**DOKUMENTTEXT**
----
24.
Meine Freunde und Brüder, wir wollen keineswegs schlechte Verwalter der uns anvertrauten Güter sein, auf daß wir nicht die Worte Petri zu hören bekommen: „Schämet euch, fremdes Eigentum zurückzubehalten, ahmet Gottes Gerechtigkeit nach, und keiner wird arm sein1.“ Während andere unter der Armut zu S. 293 leiden haben, wollen wir uns nicht durch Aufhäufen und Aufbewahren von Schätzen Leiden bereiten! Denn nicht soll uns der treffliche Amos die bitteren Vorwürfe und Drohungen zurufen müssen: „Wohlan, die ihr sprechet: Wann ist der Neumond vorüber, um verkaufen zu können; wann ist der Sabbat zu Ende, um unsere Schätze feilzubieten2?“ und nicht die weiteren Worte, womit der Prophet den Zorn Gottes denen androht, welche eine große und eine kleine Wage führen. Nicht soll der treffliche Michäas3 etwa auch an uns die Lüsternheit bekämpfen müssen, denn Überfluß erzeugt Ausgelassenheit. Nicht soll er tadeln müssen, daß wir auf elfenbeinernen Ruhebetten schwelgen, uns mit den besten Salben verweichlichen, uns mit den zartesten Kälbern und den Zicklein von der Weide mästen und der Instrumentalmusik Beifall klatschen, und daß wir gar noch glauben, solches habe Wert und Bestand. Doch vielleicht hält der Prophet solche Genüsse noch nicht für so schlimm, als wenn wir in unserem Wohlleben mit den Leiden Josephs kein Mitleid haben; außer der Unmäßigkeit tadelt er nämlich die Unbarmherzigkeit4. Vor solchem Benehmen und solcher Ausschweifung wollen wir uns jetzt hüten, nicht wollen wir also die Güte Gottes verachten, welcher auf solche Weise zum Zorn gereizt wird, mag er auch seinen Zorn der Sünde nicht auf den Fuß und allsogleich folgen lassen.
----
**BEREITGESTELLTE ANGABEN**

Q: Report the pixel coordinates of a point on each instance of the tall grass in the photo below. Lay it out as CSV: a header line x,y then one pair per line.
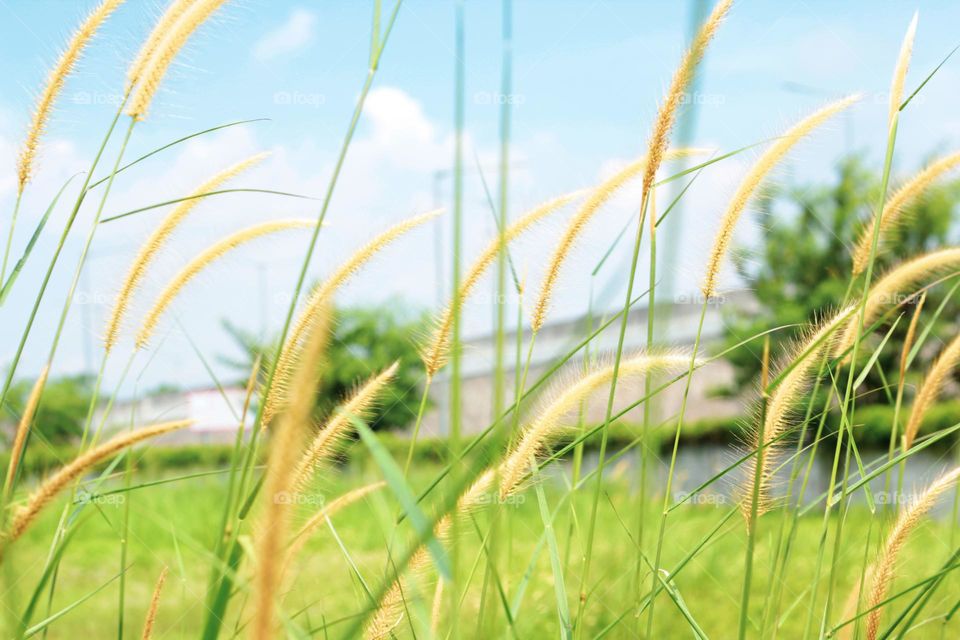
x,y
319,526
----
**AUFGABENBESCHREIBUNG**
Schreiben Sie den Text über den Umgang mit anvertrauten Gütern vollständig und ohne jede Änderung ab.

**RICHTIGE ANTWORT**
24.
Meine Freunde und Brüder, wir wollen keineswegs schlechte Verwalter der uns anvertrauten Güter sein, auf daß wir nicht die Worte Petri zu hören bekommen: „Schämet euch, fremdes Eigentum zurückzubehalten, ahmet Gottes Gerechtigkeit nach, und keiner wird arm sein1.“ Während andere unter der Armut zu S. 293 leiden haben, wollen wir uns nicht durch Aufhäufen und Aufbewahren von Schätzen Leiden bereiten! Denn nicht soll uns der treffliche Amos die bitteren Vorwürfe und Drohungen zurufen müssen: „Wohlan, die ihr sprechet: Wann ist der Neumond vorüber, um verkaufen zu können; wann ist der Sabbat zu Ende, um unsere Schätze feilzubieten2?“ und nicht die weiteren Worte, womit der Prophet den Zorn Gottes denen androht, welche eine große und eine kleine Wage führen. Nicht soll der treffliche Michäas3 etwa auch an uns die Lüsternheit bekämpfen müssen, denn Überfluß erzeugt Ausgelassenheit. Nicht soll er tadeln müssen, daß wir auf elfenbeinernen Ruhebetten schwelgen, uns mit den besten Salben verweichlichen, uns mit den zartesten Kälbern und den Zicklein von der Weide mästen und der Instrumentalmusik Beifall klatschen, und daß wir gar noch glauben, solches habe Wert und Bestand. Doch vielleicht hält der Prophet solche Genüsse noch nicht für so schlimm, als wenn wir in unserem Wohlleben mit den Leiden Josephs kein Mitleid haben; außer der Unmäßigkeit tadelt er nämlich die Unbarmherzigkeit4. Vor solchem Benehmen und solcher Ausschweifung wollen wir uns jetzt hüten, nicht wollen wir also die Güte Gottes verachten, welcher auf solche Weise zum Zorn gereizt wird, mag er auch seinen Zorn der Sünde nicht auf den Fuß und allsogleich folgen lassen.